§ HOW TO COMPLETE THIS TASK: Would you copy each line of the data below that has "white"?

§ DATA FOR THE TASK:

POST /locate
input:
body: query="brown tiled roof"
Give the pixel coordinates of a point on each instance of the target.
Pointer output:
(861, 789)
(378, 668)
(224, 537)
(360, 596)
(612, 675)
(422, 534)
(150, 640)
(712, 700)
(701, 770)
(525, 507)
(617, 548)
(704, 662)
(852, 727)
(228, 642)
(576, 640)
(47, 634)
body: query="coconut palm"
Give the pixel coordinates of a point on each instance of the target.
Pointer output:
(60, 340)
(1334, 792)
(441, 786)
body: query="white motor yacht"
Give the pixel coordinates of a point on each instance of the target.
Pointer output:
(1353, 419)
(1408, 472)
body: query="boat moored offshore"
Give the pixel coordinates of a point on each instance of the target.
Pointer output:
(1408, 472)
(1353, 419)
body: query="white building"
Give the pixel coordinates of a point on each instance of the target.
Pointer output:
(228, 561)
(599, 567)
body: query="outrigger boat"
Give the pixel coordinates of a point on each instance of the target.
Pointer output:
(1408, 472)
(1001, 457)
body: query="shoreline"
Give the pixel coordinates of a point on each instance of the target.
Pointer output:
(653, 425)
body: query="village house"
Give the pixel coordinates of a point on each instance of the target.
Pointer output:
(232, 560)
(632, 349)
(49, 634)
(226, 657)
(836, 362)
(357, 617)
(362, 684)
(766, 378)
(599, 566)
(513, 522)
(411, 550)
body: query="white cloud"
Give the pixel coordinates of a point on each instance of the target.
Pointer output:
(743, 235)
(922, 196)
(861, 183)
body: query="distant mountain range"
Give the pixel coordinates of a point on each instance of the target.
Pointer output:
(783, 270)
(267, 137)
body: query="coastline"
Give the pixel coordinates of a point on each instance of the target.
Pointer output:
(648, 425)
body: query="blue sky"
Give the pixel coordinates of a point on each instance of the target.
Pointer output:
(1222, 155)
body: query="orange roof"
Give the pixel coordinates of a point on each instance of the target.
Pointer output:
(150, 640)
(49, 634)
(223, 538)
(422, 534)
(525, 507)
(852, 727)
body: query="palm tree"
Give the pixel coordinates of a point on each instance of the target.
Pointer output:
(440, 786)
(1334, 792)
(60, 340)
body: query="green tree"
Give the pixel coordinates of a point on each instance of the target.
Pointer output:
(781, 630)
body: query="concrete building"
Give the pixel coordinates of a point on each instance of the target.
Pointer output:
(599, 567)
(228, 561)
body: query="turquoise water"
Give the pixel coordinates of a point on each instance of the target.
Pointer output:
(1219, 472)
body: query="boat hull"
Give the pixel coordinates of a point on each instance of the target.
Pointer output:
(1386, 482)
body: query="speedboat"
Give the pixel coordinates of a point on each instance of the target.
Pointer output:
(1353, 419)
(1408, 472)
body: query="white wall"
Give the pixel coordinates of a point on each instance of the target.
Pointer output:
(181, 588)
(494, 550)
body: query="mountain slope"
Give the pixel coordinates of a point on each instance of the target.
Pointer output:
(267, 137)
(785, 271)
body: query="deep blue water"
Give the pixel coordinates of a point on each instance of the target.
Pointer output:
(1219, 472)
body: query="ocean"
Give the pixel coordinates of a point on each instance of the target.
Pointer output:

§ TASK RESPONSE:
body: query="white motor yacht"
body: query="white building"
body: query="white cloud"
body: query="white wall"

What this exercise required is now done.